#### [SOURCE EXTRACT]

+++++

In addition to the above issue, the behavior of gawk is also broken in Termux with LC_ALL=C:

$ echo | LC_ALL=C gawk $'/(\xE3\x81\x82)/'   # note: this is equivalent to '/(あ)/'
gawk: cmd. line:1: fatal: unbalanced (

The gawk version in Termux is 5.3.1. This doesn't happen in gawk in other systems (I checked the behavior in 5.3.0 and 5.3.1 in Fedora 41, and 5.3.2 in Arch).

0 replies

algorythmic · 2025-06-30T04:12:19Z

algorythmic
Jun 30, 2025

(Continuing discussion from #25149 (comment), cc: @TomJo2000)

One thing I neglected to mention is that for some programs (including bash) to work correctly we need a functional nl_langinfo(CODESET), as this is currently hardcoded to return "UTF-8".

So there are three total header changes needed:

stdlib.h

213c213,214
< #define MB_CUR_MAX 4
---
> size_t __ctype_get_mb_cur_max(void);
> #define MB_CUR_MAX __ctype_get_mb_cur_max()

langinfo.h

146c146
< 	if (item == CODESET) return "UTF-8";
---
> 	if (item == CODESET) return (MB_CUR_MAX == 1) ? "ASCII" : "UTF-8";

locale.h
Add setlocale wrapper to the end as above

After making these changes, a fresh build of bash behaves correctly:

$ a=$'\xE3\x81\x82'
$ (LC_CTYPE=C; echo "${#a}")
3
$ (LC_CTYPE=C.UTF-8; echo "${#a}")
1

I'd be happy to work on a PR for this in the near future.

3 replies

robertkirkman Jun 30, 2025
Maintainer

Thank you for explaining more,

Unfortunately, when I tried to apply your new changes onto Termux and recompile bash, the resulting build of bash now has a problem where it is crashing immediately and even a build with debug symbols crashes without any backtrace:

Reading symbols from bash...
(gdb) run
Starting program: /data/data/com.termux/files/usr/bin/bash 
During startup program terminated with signal SIGSEGV, Segmentation fault.
(gdb) bt
No stack.
(gdb)

+++++

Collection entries
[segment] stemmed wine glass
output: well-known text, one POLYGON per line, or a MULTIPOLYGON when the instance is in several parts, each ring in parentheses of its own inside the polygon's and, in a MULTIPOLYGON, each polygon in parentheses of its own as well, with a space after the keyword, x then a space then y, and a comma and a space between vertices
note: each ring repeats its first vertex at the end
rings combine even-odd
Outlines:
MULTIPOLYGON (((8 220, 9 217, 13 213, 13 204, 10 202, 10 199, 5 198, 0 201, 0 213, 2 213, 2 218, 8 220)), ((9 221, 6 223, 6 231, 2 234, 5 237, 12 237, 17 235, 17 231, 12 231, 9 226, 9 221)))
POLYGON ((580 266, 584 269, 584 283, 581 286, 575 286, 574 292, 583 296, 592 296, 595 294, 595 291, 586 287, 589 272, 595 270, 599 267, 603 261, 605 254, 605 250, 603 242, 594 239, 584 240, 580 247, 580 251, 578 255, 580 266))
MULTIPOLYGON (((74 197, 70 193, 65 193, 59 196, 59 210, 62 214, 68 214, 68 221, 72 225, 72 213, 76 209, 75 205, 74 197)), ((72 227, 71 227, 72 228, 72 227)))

+++++

#### [EXERCISE]
According to the Termux locale discussion, what value is nl_langinfo(CODESET) currently hardcoded to return?

#### [ANSWER]
"UTF-8"